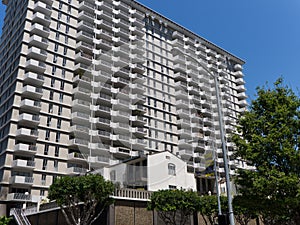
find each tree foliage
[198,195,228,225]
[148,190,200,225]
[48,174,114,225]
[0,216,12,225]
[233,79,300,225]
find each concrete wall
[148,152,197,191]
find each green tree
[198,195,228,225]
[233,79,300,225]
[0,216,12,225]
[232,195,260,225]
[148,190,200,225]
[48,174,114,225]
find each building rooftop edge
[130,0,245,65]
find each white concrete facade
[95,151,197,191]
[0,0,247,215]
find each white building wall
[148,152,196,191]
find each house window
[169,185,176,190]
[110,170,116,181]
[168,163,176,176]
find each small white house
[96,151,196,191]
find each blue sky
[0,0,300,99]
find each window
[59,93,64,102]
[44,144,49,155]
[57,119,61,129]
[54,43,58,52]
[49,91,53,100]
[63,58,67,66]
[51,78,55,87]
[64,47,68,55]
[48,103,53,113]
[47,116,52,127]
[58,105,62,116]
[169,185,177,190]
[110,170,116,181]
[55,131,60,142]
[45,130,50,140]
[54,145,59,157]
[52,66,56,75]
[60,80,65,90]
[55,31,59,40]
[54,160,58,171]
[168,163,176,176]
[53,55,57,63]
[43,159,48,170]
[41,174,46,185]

■ ■ ■

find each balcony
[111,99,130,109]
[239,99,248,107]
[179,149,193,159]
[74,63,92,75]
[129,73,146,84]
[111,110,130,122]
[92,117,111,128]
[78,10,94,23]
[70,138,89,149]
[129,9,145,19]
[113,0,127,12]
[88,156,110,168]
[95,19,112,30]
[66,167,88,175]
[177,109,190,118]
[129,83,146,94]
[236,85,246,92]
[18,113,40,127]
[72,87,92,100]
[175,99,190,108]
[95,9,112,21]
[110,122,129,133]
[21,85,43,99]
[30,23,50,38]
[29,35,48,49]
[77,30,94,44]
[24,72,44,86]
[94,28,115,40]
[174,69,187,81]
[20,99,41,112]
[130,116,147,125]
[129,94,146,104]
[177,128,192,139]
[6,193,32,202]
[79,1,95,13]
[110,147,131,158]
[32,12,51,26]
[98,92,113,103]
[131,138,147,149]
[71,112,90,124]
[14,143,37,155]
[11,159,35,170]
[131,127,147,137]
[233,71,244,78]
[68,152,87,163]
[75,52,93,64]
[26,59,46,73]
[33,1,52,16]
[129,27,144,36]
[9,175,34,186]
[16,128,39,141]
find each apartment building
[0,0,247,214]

■ ■ ■

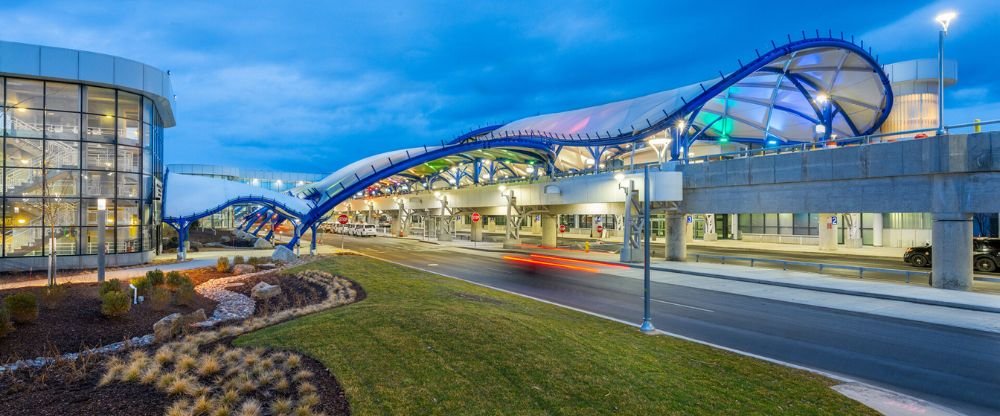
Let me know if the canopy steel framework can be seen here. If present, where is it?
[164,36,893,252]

■ ■ ■

■ Aim of the exercise:
Recast the items above as a Markdown table with columns Row and Content, one numbered row per line and no blank lines, covering only the lines from the one with "Let me know" to the one with "[164,36,893,252]".

■ Correct result:
| Row | Content |
|---|---|
| 1 | Let me know if the canopy steel framework can be seen here. If present, where is it? |
| 2 | [164,36,893,252] |